Stored data entries:

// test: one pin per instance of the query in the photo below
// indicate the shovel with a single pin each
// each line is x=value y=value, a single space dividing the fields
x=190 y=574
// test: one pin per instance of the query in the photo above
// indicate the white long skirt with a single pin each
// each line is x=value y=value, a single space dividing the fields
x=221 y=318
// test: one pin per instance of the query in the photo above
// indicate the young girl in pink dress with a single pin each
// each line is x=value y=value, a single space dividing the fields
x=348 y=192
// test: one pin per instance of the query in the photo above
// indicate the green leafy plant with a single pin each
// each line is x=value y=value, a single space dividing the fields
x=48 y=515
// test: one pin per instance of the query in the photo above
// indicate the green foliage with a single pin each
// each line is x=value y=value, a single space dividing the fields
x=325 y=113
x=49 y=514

About this exercise> If a line above holds the string "green", count it; give the final total as the only output.

Task answer> 2